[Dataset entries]
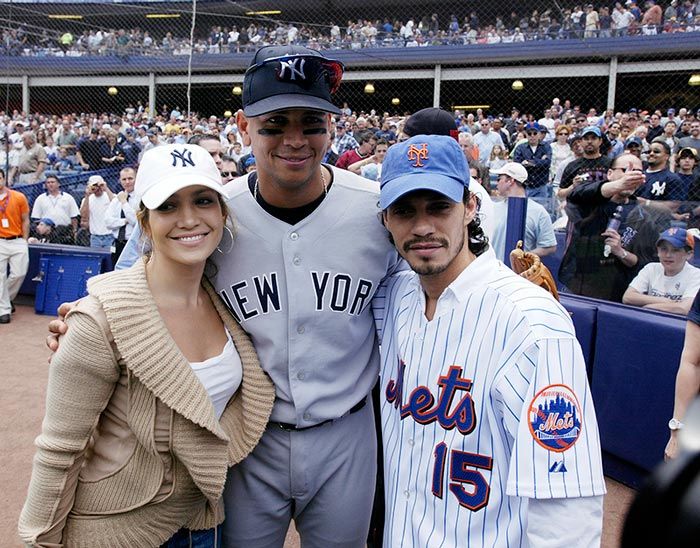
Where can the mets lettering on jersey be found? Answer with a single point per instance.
(483, 406)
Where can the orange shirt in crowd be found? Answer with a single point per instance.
(12, 208)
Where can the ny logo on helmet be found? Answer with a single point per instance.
(185, 156)
(290, 69)
(417, 155)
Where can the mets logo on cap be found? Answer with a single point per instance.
(417, 154)
(555, 418)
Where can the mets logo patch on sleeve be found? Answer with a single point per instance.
(555, 418)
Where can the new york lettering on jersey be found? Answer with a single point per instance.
(332, 291)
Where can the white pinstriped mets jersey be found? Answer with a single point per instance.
(483, 407)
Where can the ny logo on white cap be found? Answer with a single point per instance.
(185, 156)
(295, 67)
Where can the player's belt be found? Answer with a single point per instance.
(287, 427)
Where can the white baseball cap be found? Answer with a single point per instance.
(166, 169)
(513, 169)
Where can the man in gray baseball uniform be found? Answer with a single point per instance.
(309, 256)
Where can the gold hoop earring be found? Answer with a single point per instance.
(145, 245)
(230, 247)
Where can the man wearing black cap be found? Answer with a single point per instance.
(592, 167)
(89, 153)
(661, 183)
(309, 255)
(536, 157)
(686, 169)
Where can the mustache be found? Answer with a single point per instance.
(440, 241)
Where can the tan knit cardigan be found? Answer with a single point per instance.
(118, 364)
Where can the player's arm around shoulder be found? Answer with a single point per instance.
(82, 377)
(389, 292)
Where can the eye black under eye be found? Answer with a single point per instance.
(269, 131)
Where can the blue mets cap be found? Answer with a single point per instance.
(678, 237)
(424, 162)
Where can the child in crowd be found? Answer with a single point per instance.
(671, 284)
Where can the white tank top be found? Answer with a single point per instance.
(221, 375)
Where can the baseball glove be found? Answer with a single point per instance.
(530, 267)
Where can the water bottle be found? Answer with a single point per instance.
(614, 223)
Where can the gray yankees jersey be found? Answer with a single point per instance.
(303, 293)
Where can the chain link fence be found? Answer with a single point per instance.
(175, 69)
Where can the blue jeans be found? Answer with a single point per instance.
(101, 241)
(185, 538)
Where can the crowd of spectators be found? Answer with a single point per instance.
(580, 166)
(584, 21)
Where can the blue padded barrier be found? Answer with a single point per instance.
(37, 250)
(637, 353)
(63, 278)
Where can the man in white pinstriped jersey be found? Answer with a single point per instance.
(489, 432)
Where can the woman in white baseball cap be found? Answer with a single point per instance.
(155, 390)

> SHORT EXERCISE:
Transcribe all of the records above character for character. Exclude the pictures.

> SOLVED EXERCISE:
Where can the mets lettering on jersey be found? Answer with a single point per instance.
(483, 406)
Where can the orange shirt in crowd be found? Answer with a single point per instance.
(12, 208)
Where can the ny logo on helmet be found? Answer with a single point per instance.
(185, 156)
(290, 69)
(417, 155)
Where can the mets logo on cap be found? Answer with a single point per instance.
(417, 154)
(555, 418)
Where can the mets logo patch on sleeve be found? Answer with a single point per instance.
(555, 418)
Where can the new york lettering on jersey be found? Answer with a single point per instance.
(332, 291)
Where can the white pinstriped mets jersey be found? Answer with a single point per instance.
(483, 407)
Where can the ny logo on white cap be found? Answer with a single point per instance.
(185, 156)
(295, 67)
Where can the player's belt be found? Answer with a single point per instance.
(287, 427)
Where can the white baseball cap be found? Answer with a single point per instance.
(166, 169)
(513, 169)
Where can the man in gray baseball uniform be found? Answer with a single point per instance.
(309, 256)
Where can the gold hoop earring be found? Answer with a single point per instance.
(145, 245)
(230, 247)
Where can the man wearing black cap be found? Answer with a single point per instance.
(592, 167)
(89, 153)
(661, 183)
(309, 255)
(536, 157)
(686, 169)
Where can the mustache be found? Answer with a single point per instance.
(440, 241)
Where can the tan knit cardigan be found? Answer with a single point per instance.
(118, 364)
Where can the player's arm around shoulder be found? Answer with a single point per instance.
(82, 377)
(389, 292)
Where can the eye black under eye be found? Answer with a single point per instance.
(269, 131)
Where can the blue mets cap be found? Answer with a single point per instance.
(678, 237)
(424, 162)
Where can the child in crowd be found? Answer with a single point per instance.
(671, 284)
Where can the white tank top be found? Answer with a single point per instance.
(221, 375)
Where can the baseball glove be found? Answer with a single point per instance.
(530, 267)
Where can the water bottle be found? Answer with a single point per instance.
(614, 223)
Where can the gray yankees jersey be found? Answer with a single point per instance.
(303, 293)
Where can the chain link fence be found? Answer with a single point per instance.
(175, 69)
Where can the blue jeans be found? Answer with a single point per instance.
(101, 241)
(185, 538)
Where can the crowd of spectators be found? Answer with a single point per instance.
(580, 166)
(584, 21)
Where can the blue padded barrier be found? Answer with a single point per instance.
(37, 250)
(637, 353)
(63, 278)
Where can the man in white pinstriped jersey be found? Answer with a single point per instance.
(489, 432)
Where can the woman in white baseball cap be found? Answer with a single point per instance.
(155, 390)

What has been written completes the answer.